Rewrite the lines below, changing every "Run detection on" to "Locate" and leaving everything else as it is.
— Begin Data for the task —
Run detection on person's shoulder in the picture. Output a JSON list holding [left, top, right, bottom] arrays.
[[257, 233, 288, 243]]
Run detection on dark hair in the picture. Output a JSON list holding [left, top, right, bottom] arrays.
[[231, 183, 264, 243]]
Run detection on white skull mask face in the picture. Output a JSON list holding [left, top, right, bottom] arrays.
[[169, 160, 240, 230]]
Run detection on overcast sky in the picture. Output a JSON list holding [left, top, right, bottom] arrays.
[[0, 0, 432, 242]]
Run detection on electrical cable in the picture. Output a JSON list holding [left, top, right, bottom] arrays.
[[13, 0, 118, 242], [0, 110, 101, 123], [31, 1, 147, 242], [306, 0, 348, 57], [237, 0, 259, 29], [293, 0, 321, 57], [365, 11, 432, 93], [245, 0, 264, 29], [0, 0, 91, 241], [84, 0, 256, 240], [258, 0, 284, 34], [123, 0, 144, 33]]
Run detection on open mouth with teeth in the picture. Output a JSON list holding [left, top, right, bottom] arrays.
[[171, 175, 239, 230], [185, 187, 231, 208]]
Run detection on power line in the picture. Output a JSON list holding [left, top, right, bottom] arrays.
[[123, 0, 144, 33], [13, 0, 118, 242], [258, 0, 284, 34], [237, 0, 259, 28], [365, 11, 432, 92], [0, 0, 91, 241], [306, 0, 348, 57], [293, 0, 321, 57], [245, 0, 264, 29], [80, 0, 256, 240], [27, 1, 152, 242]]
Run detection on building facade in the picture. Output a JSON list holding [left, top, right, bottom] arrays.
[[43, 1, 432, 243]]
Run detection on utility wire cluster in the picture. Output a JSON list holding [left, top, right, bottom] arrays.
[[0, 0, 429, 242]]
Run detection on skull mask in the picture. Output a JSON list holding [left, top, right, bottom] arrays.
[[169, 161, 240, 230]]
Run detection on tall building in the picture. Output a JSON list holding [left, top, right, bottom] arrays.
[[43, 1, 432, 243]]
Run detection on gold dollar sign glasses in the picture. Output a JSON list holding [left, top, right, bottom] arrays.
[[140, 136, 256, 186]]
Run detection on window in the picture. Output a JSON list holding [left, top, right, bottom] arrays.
— End Data for the task —
## Solution
Locate person's shoulder in the picture. Output a JSON list holding [left, top, right, bottom] arrays.
[[257, 233, 288, 243]]
Locate dark hair in the picture. Output a JSON list holding [left, top, right, bottom] arrays.
[[231, 183, 264, 243]]
Locate white skull mask face in the picture. Output a JSON list holding [left, top, right, bottom] arrays.
[[169, 160, 240, 230]]
Locate overcast sky in the picture. Output a JSON list holding [left, top, right, bottom] arrays.
[[0, 0, 432, 242]]
Locate electrical cable in the picture. Output a JSON list holding [left, top, right, bottom] arrays.
[[13, 0, 118, 242], [0, 110, 101, 123], [31, 1, 147, 242], [306, 0, 348, 57], [237, 0, 259, 29], [293, 0, 321, 57], [365, 11, 432, 93], [245, 0, 264, 29], [0, 0, 91, 241], [84, 0, 256, 240], [258, 0, 284, 34], [123, 0, 144, 33]]
Locate open mouth with teeth in the picture. Output a JSON list holding [left, top, right, bottom] arrays.
[[171, 175, 239, 230], [185, 187, 231, 208]]
Locate power line in the picture. Output a JSON list holding [left, top, right, bottom] arrays.
[[123, 0, 144, 33], [13, 0, 118, 242], [258, 0, 284, 34], [237, 0, 259, 28], [365, 11, 432, 92], [0, 0, 91, 241], [306, 0, 348, 57], [293, 0, 321, 57], [245, 0, 264, 29], [80, 0, 256, 240], [27, 1, 152, 242]]
Locate building facade in the picture. Output a JSON list holding [left, top, right, bottom] arrays.
[[43, 1, 432, 243]]
Locate utility wire cluster in the picture. Output a JSON list holding [left, top, right, bottom] arrays.
[[0, 0, 429, 242]]
Locate skull mask in the picture. Output a JSON list holding [left, top, right, bottom] arrays.
[[169, 161, 240, 230]]
Locate tall building in the picture. Output a JSON list holding [left, top, right, bottom] arrays.
[[43, 1, 432, 243]]
Locate gold dollar sign glasses in the picture. Output a JSON list holding [left, top, right, bottom] arrays.
[[140, 136, 256, 186]]
Locate window in the picture. Output a JSON list holding [left, top, right, bottom] arrays.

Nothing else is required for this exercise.